====== Input ======

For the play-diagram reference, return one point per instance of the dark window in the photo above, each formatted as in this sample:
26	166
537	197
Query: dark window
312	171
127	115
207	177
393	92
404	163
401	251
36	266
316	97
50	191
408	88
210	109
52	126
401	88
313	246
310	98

======

Written instruction:
Rewrite the entries above with "dark window" swapped for "darkened window" wherever it occurs. Leave everything else the same.

Result below:
For the play-diagram reference, return one point per instance of the darkened window in the photo above, each formatted as in this sample:
26	166
537	197
Query: darkened window
312	171
127	115
207	177
393	92
404	163
401	251
36	266
316	97
50	191
408	88
210	109
52	126
401	88
313	246
310	98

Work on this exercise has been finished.